Data excerpts ->
+ + + + +

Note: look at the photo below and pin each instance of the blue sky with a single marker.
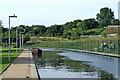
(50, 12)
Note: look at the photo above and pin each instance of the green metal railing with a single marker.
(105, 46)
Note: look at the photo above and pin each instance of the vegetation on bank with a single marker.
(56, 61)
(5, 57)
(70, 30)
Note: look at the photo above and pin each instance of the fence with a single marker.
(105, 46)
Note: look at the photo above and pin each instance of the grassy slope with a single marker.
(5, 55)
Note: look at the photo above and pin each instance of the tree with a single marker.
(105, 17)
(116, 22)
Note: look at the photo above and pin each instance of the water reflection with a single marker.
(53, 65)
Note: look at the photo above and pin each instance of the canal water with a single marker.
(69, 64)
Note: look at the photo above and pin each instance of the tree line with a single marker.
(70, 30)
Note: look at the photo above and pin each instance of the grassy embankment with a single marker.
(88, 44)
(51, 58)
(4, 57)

+ + + + +

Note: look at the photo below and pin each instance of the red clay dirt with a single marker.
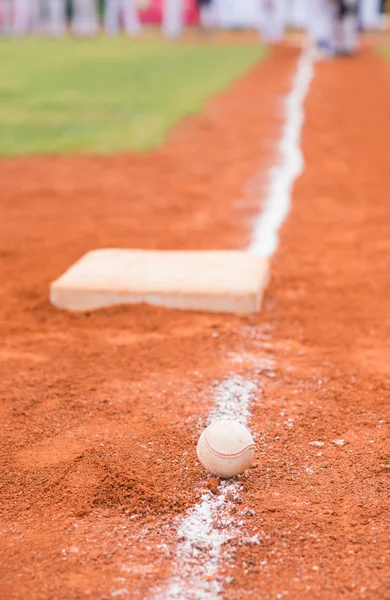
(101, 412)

+ + + + +

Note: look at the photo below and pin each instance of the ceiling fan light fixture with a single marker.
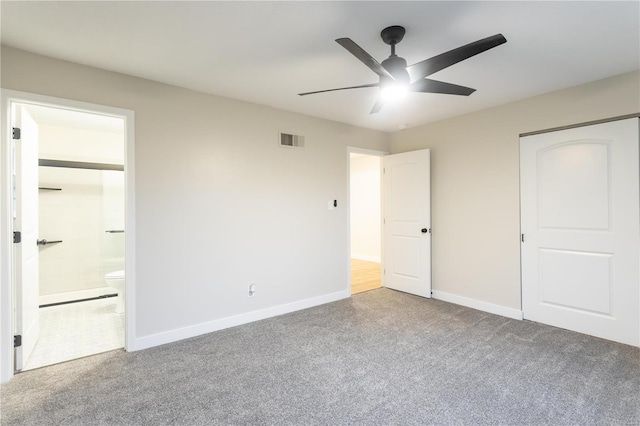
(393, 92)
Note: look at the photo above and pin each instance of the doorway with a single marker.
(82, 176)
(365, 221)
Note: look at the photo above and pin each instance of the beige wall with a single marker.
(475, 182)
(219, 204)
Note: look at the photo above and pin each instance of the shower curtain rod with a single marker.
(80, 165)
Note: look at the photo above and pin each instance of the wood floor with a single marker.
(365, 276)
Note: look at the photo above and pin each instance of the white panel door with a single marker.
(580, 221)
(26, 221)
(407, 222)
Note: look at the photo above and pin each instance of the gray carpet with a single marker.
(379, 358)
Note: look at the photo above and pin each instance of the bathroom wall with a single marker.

+ + + + +

What is asked -> Copy out the stretch of the material above from the line containing "doorway with a single marker." through the line containing "bathroom wall with a single marker.", reproducing each line unchanged.

Response to this exercise ->
Note: look at the photo above and pin each instance of the doorway with a single marker.
(82, 176)
(365, 221)
Note: look at the photo above and pin each instance of the beige wall with a single marker.
(475, 182)
(219, 204)
Note: look at the photo above and pin each instance of the shower curtain rod with a single marker.
(80, 165)
Note: look at the photo above and pin each instance of the wood floor with a single marker.
(365, 276)
Note: look at the photo above and pin each instance of the white panel door with a single marker.
(580, 221)
(26, 221)
(407, 222)
Note: look at the photo above and pin each instance of the gray carpet with a single marker.
(379, 358)
Note: look at the photo above and pin each instance of the bathroom wall with a single marker.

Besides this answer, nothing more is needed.